**Activities**
(a) Rewrite the paragraph of the Kymera article that begins "KT-413 had already shown" as a short bulleted list that keeps its main facts.
(b) From the Kymera article, extract the text word for word, starting with "But, in this" and going on through "clear commercial opportunity.".

**Selected passage**
╭──
Kymera cuts lymphoma med that performed as expected in phase 1

Targeted IRAK4 protein degrader KT-413 did exactly what it was supposed to in an early-stage clinical trial, but Kymera Therapeutics is still jettisoning the program.

The Watertown, Massachusetts, biotech is cutting the lymphoma med for strategic reasons to focus resources on other areas of the pipeline, according to a Thursday third-quarter earnings release.

KT-413 had already shown target knockdown in the blood and tolerability in a phase 1 study. Kymera said the med achieved target degradation levels without spurring dose-limiting toxicities.

But, in this market, something has to go. The decision “reflects financial discipline around program prioritization,” said CEO Nello Mainolfi, Ph.D., in the release. The company will now be able to direct resources to therapies that have the potential to address larger patient populations with significant need and clear commercial opportunity.
╰──
**Data to examine**
╭──
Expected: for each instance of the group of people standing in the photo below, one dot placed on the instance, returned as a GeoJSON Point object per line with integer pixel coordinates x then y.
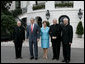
{"type": "Point", "coordinates": [57, 33]}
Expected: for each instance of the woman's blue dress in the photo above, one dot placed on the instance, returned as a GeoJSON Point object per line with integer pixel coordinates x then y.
{"type": "Point", "coordinates": [45, 37]}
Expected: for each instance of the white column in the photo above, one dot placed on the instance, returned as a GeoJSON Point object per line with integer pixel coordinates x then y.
{"type": "Point", "coordinates": [49, 5]}
{"type": "Point", "coordinates": [79, 4]}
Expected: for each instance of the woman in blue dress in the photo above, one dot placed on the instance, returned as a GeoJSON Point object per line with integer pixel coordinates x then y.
{"type": "Point", "coordinates": [45, 39]}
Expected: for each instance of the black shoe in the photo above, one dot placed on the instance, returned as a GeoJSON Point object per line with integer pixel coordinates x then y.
{"type": "Point", "coordinates": [32, 58]}
{"type": "Point", "coordinates": [36, 58]}
{"type": "Point", "coordinates": [63, 61]}
{"type": "Point", "coordinates": [53, 58]}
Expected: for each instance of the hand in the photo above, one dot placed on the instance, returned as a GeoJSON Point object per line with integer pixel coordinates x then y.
{"type": "Point", "coordinates": [37, 40]}
{"type": "Point", "coordinates": [70, 43]}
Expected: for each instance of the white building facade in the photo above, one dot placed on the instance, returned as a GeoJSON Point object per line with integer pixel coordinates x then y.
{"type": "Point", "coordinates": [55, 12]}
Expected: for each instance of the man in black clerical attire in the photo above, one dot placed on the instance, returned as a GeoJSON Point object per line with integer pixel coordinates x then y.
{"type": "Point", "coordinates": [67, 35]}
{"type": "Point", "coordinates": [18, 37]}
{"type": "Point", "coordinates": [55, 33]}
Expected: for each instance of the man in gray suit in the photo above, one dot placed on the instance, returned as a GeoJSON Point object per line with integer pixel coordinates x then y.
{"type": "Point", "coordinates": [33, 33]}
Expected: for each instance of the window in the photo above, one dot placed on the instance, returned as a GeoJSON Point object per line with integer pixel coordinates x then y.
{"type": "Point", "coordinates": [63, 4]}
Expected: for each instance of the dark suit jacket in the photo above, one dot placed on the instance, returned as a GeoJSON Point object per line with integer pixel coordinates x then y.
{"type": "Point", "coordinates": [55, 30]}
{"type": "Point", "coordinates": [33, 35]}
{"type": "Point", "coordinates": [67, 34]}
{"type": "Point", "coordinates": [18, 34]}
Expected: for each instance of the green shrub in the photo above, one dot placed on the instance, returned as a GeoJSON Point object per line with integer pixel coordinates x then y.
{"type": "Point", "coordinates": [80, 29]}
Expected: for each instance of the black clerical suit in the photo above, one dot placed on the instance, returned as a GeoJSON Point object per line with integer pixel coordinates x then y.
{"type": "Point", "coordinates": [18, 37]}
{"type": "Point", "coordinates": [55, 30]}
{"type": "Point", "coordinates": [67, 35]}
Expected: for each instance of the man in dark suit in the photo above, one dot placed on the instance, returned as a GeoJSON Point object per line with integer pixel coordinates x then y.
{"type": "Point", "coordinates": [18, 37]}
{"type": "Point", "coordinates": [67, 35]}
{"type": "Point", "coordinates": [55, 33]}
{"type": "Point", "coordinates": [33, 33]}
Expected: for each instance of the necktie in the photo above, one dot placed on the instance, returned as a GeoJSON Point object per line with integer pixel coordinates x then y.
{"type": "Point", "coordinates": [32, 28]}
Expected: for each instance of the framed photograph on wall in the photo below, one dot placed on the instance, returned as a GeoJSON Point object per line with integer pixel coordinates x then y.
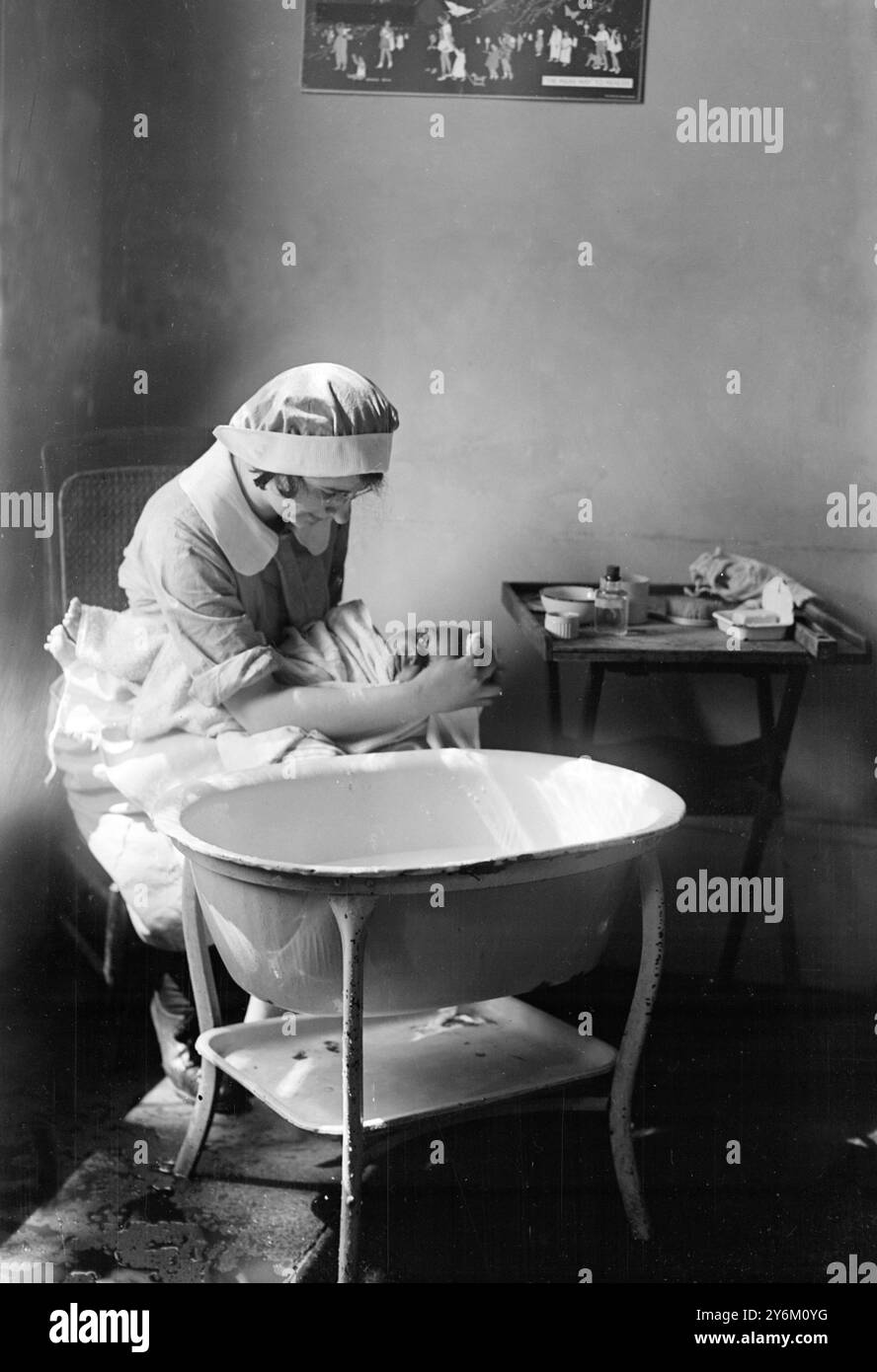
{"type": "Point", "coordinates": [527, 49]}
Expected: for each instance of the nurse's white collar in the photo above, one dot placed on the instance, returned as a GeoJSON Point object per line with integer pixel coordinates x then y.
{"type": "Point", "coordinates": [213, 488]}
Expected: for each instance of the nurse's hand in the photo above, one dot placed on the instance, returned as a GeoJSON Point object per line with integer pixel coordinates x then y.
{"type": "Point", "coordinates": [454, 683]}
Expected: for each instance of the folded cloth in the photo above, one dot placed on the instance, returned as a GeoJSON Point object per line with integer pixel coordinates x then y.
{"type": "Point", "coordinates": [739, 577]}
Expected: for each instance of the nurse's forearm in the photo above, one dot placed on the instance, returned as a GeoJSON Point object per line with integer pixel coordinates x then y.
{"type": "Point", "coordinates": [337, 711]}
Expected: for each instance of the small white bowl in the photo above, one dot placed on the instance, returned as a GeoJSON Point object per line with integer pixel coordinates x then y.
{"type": "Point", "coordinates": [570, 600]}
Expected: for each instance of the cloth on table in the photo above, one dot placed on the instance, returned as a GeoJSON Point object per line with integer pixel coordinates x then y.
{"type": "Point", "coordinates": [739, 577]}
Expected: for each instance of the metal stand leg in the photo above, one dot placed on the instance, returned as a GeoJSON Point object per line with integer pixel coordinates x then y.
{"type": "Point", "coordinates": [636, 1029]}
{"type": "Point", "coordinates": [207, 1007]}
{"type": "Point", "coordinates": [352, 915]}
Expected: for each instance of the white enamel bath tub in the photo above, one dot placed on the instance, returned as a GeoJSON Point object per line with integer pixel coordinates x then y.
{"type": "Point", "coordinates": [494, 872]}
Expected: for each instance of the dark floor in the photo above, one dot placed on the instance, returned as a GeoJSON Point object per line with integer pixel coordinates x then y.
{"type": "Point", "coordinates": [518, 1198]}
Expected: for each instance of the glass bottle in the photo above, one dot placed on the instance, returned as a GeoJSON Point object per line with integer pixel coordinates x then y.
{"type": "Point", "coordinates": [611, 605]}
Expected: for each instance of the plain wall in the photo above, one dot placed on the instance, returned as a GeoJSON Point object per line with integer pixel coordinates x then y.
{"type": "Point", "coordinates": [416, 254]}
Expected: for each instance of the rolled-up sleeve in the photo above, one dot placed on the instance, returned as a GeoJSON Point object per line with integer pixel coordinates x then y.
{"type": "Point", "coordinates": [197, 594]}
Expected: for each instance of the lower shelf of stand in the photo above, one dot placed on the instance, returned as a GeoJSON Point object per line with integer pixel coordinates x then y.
{"type": "Point", "coordinates": [415, 1066]}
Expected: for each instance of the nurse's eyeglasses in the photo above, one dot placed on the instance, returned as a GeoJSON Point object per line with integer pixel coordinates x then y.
{"type": "Point", "coordinates": [289, 486]}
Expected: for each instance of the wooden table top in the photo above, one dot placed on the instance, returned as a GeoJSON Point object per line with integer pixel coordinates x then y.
{"type": "Point", "coordinates": [662, 647]}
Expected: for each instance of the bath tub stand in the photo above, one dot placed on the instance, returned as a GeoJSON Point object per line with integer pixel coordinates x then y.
{"type": "Point", "coordinates": [258, 1056]}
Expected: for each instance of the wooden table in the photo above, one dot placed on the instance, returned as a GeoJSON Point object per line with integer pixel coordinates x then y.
{"type": "Point", "coordinates": [659, 647]}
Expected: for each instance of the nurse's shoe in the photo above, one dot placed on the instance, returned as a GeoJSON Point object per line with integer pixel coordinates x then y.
{"type": "Point", "coordinates": [176, 1031]}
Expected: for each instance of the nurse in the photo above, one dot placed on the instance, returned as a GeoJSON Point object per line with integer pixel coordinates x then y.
{"type": "Point", "coordinates": [246, 544]}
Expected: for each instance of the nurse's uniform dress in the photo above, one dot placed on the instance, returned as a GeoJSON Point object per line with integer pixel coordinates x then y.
{"type": "Point", "coordinates": [220, 590]}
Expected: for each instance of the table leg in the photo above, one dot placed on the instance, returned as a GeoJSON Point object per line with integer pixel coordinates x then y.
{"type": "Point", "coordinates": [764, 815]}
{"type": "Point", "coordinates": [207, 1007]}
{"type": "Point", "coordinates": [352, 915]}
{"type": "Point", "coordinates": [553, 700]}
{"type": "Point", "coordinates": [596, 675]}
{"type": "Point", "coordinates": [636, 1029]}
{"type": "Point", "coordinates": [764, 704]}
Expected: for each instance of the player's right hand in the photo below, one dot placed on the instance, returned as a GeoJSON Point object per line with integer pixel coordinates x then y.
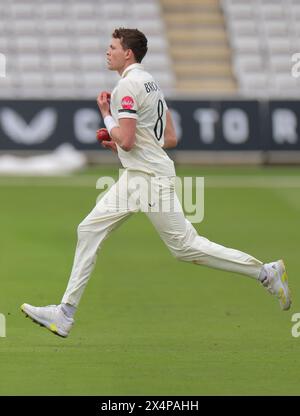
{"type": "Point", "coordinates": [102, 134]}
{"type": "Point", "coordinates": [109, 145]}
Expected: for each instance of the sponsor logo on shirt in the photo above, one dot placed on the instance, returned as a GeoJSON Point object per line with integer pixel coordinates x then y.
{"type": "Point", "coordinates": [127, 103]}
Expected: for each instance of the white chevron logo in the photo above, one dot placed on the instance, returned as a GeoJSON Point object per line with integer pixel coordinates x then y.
{"type": "Point", "coordinates": [37, 131]}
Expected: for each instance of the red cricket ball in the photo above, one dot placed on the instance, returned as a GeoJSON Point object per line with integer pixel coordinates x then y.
{"type": "Point", "coordinates": [102, 135]}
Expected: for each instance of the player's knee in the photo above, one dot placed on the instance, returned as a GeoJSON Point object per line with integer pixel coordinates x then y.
{"type": "Point", "coordinates": [180, 255]}
{"type": "Point", "coordinates": [82, 231]}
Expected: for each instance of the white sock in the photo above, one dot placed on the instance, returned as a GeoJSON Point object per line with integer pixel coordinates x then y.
{"type": "Point", "coordinates": [68, 310]}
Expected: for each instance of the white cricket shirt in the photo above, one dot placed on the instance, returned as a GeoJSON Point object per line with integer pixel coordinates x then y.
{"type": "Point", "coordinates": [138, 96]}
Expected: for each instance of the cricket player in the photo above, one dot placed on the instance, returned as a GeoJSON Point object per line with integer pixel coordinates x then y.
{"type": "Point", "coordinates": [140, 127]}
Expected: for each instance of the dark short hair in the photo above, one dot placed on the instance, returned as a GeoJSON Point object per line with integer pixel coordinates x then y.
{"type": "Point", "coordinates": [132, 39]}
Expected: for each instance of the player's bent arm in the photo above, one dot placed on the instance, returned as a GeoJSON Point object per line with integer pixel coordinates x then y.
{"type": "Point", "coordinates": [170, 134]}
{"type": "Point", "coordinates": [124, 135]}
╰──
**Results for the exercise**
(a)
- In a phase 1 study, KT-413 showed target knockdown in the blood.
- It was tolerated.
- It reached target degradation levels without causing dose-limiting toxicities.

(b)
But, in this market, something has to go. The decision “reflects financial discipline around program prioritization,” said CEO Nello Mainolfi, Ph.D., in the release. The company will now be able to direct resources to therapies that have the potential to address larger patient populations with significant need and clear commercial opportunity.